**Entries supplied**
[start]
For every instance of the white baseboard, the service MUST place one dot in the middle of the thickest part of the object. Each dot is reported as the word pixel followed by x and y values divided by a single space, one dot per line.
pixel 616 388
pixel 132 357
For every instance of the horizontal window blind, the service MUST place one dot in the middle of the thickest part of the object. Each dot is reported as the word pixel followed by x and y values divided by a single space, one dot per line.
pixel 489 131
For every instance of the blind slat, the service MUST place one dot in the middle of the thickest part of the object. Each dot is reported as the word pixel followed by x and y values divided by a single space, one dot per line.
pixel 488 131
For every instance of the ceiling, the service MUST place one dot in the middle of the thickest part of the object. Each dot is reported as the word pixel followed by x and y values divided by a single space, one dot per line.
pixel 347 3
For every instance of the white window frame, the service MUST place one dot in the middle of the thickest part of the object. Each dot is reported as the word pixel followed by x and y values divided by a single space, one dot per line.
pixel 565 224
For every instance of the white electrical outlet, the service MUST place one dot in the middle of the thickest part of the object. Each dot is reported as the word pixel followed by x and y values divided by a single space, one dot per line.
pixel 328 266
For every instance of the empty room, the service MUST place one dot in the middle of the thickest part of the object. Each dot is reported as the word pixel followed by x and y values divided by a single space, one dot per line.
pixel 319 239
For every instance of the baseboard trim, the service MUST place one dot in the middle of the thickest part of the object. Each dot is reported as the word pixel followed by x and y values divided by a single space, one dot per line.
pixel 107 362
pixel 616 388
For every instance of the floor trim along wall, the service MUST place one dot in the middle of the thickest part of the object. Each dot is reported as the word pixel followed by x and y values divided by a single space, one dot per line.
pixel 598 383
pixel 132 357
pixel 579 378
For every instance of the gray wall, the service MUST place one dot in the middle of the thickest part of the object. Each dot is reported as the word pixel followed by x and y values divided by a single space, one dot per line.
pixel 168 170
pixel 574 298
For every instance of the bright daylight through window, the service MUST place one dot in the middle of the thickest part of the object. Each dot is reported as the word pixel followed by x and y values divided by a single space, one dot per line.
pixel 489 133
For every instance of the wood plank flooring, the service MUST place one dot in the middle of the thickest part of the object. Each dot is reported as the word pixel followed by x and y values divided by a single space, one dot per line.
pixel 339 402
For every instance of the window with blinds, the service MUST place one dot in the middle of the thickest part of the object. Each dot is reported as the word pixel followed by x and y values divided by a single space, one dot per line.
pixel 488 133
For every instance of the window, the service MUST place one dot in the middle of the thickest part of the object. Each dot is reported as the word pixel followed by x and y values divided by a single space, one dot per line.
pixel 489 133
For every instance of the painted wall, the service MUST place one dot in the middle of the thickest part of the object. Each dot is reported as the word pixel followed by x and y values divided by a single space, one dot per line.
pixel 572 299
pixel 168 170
[end]
**Problem requirements**
Can you write out all of the records above word for word, with nothing changed, added, or left out?

**Written answer**
For every instance of the white baseboard, the service MUST place one dot in the middle of the thickest part of the object. Each dot is reported as the word pixel followed by x and y values divided by a single space, one dot per line.
pixel 616 388
pixel 132 357
For every instance of the horizontal window blind, the service MUST place one dot in the middle of the thickest part of the object. Each dot is reported as the word pixel followed by x and y values divided by a single space, one dot per line.
pixel 489 131
For every instance of the blind slat, the service MUST place one dot in the middle of the thickest part of the object. Each dot is reported as the word pixel followed by x and y values divided by a single space, one dot per line.
pixel 488 131
For every instance of the ceiling, the service MUST place one dot in the middle of the thickest part of the object. Each dot is reported as the word pixel followed by x and y values divided by a single space, one dot per line.
pixel 347 3
For every instance of the white window frame, the service MUST place one dot in the middle of the thickest part of the object. Each dot is reported as the word pixel followed by x and y values divided by a single space, one dot per line.
pixel 565 224
For every instance of the white electrical outlet, the service MUST place one dot in the middle of the thickest part of the object. Each dot is reported as the word pixel followed by x and y values divided by a single space, one dot per line.
pixel 328 266
For every instance of the empty room, the service MUST place one dot in the middle of the thickest part of the object. Each dot is reported as the word pixel followed by x and y values divided by a single space, one dot per line.
pixel 319 239
For every instance of the baseboard trim, the service MUST place one dot in the middle of the thickest part of the object. Each dot is reported as the word pixel followed by x and y values divided by a single space, one dot per line.
pixel 107 362
pixel 616 388
For every instance of the floor trim along wall, the service MUST place one dot in the middle of the thickest part of the object. Each dot is reported as the word pixel followed by x and y values divided by a single space, one dot per line.
pixel 598 383
pixel 132 357
pixel 579 378
For every instance of the gray wall, the service MUST place one dot in the middle of the thickest part of the object. Each dot is reported as the word pixel followed by x and y values divided by a single space, one dot per line.
pixel 168 170
pixel 574 298
For every instance of the bright daylight through window, the service MUST place one dot in the middle of the thickest part of the object. Each dot is reported as the word pixel followed by x and y values divided by a single space, one dot per line.
pixel 489 133
For every instance of the wood plank flooring, the service MUST place one dot in the middle of the thickest part of the object. Each dot is reported as the word pixel followed by x and y values divided by a single space, one dot per line.
pixel 339 402
For every instance of the window with blinds, the service MUST place one dot in the middle of the thickest part of the object. Each dot is reported as the word pixel followed by x and y values divided by a single space, one dot per line.
pixel 488 133
For every instance of the window, the service MUST place one dot in the middle of the thickest part of the object. Each dot is reported as the word pixel followed by x and y values divided by a single space, one dot per line.
pixel 489 133
For every instance of the painted wall, the service MUST place one dot in the middle of the thickest part of the object. Each dot is reported as the word pixel followed by x and y values divided by a single space, one dot per line.
pixel 572 299
pixel 168 170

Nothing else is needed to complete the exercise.